§ **PASSAGE TO READ**:
******

Poliovirus slaughters brain tumors in mice

Scientists have harnessed the killing power of a debilitating virus to slay

even more deadly foes–malignant brain tumors. In research on mice, Mattias M. Gromeier and his colleagues altered a live poliovirus, inducing it to attack and eliminate tumor cells in the animals’ brains.

The modification changes the virus just enough so that it can’t cause polio. “We are not trying to coerce the virus into doing something it is not fit or designed to do, but rather exploit the natural ability of this remarkable pathogen to target and destroy certain cell types,” says Gromeier, a microbiologist at Duke University in Durham, N.C. He presented the research results in Orlando, Fla., this week at the meeting of the American Society for Microbiology.

According to the American Brain Tumor Association, 180,000 people will be diagnosed with brain tumors in 2001. The traditional cancer-fighting therapies–radiation, surgery, and chemotherapy–remain woefully inadequate for most brain tumors, says Philip H. Gutin, chief of neurosurgery of Memorial Sloan Kettering Institute in New York. By the time physicians detect a brain tumor, it has usually spread and damaged critical areas of the organ.

The most common brain tumors, malignant gliomas, “are all absolutely fatal,” says Gutin, who has worked with Gromeier.

Even balanced against that grim prospect, poliovirus seems an unlikely savior. Polio has claimed hundreds of thousands of victims worldwide. The virus selectively attacks motor neurons, the nerve cells that control movement, and thus kills its victims or causes permanent, partial paralysis.

However, it’s poliovirus’ unique specificity for motor neurons that makes it the perfect vehicle for killing tumor cells in the brain, says Gromeier. The virus can get into cells only one way. It uses CD155 binding protein, a molecule on the surface of motor neurons, as its key to get inside.

******

§ **Stored items**:
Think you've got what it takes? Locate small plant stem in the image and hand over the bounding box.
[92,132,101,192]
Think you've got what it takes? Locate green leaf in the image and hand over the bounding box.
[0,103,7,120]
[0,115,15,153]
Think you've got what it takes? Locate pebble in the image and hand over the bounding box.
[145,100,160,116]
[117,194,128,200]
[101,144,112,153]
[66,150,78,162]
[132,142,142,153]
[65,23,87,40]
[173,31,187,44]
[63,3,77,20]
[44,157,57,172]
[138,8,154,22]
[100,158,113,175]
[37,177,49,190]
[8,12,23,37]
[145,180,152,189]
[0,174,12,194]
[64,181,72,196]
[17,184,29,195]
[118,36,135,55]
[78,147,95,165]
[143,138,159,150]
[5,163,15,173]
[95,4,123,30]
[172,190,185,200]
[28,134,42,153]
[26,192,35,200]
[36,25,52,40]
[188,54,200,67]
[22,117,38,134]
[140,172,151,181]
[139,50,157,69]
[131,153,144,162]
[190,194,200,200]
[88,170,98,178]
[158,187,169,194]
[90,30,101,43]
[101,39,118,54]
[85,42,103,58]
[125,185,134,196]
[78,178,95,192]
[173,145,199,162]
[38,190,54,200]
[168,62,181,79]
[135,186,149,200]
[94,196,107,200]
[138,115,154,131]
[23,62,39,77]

******

§ **REQUIRED WORK**:
Continue the article on using poliovirus against brain tumors in mice, starting after its last sentence.

§ **TASK RESULT**:
Moreover, the virus only reproduces in and kills motor neurons. Once inside the cell, viral genes recognize the motor neuron and start the copying process. The resulting excess of viral particles kills the cell.

Although in a healthy body, no cells other than motor neurons make CD155, tumor cells in the brain produce large quantities of the molecule. The substance provides a handy beacon for poliovirus.

However, once inside the tumor cell, the unaltered virus wouldn’t reproduce, and the cell would remain alive.

The researchers replaced the segment of the poliovirus genome that recognizes the interior of a motor neuron and starts replication. They inserted a similar segment from rhinovirus, a virus that causes the common cold and can reproduce in a variety of cells.

The altered poliovirus could invade both tumor cells and motor neurons, but it replicated only in the tumor cells.

When the team injected the altered poliovirus into large malignant gliomas in mice, the tumors disappeared within days or weeks. None of the mice contracted polio.

Other researchers have similarly modified herpes virus and another cold virus to battle brain tumors (SN: 8/19/00, p. 128), but these viruses are less specific because they attach to many different surface molecules.

The new study is exciting, says Casey Morrow of the University of Alabama at Birmingham, because CD155 could specifically bind altered poliovirus to many types of brain tumors.

It’s hard to know whether patients would shy away from being injected with a live poliovirus, says Gutin. “People with brain tumors are so desperate, I don’t think that when you’re dying of brain cancer the prospect of getting polio is too off-putting,” he says.

The researchers haven’t yet gained approval from the Food and Drug Administration for a trial of the new therapy in people. Even if they do, Gromeier says, actual therapy with altered poliovirus would be years away.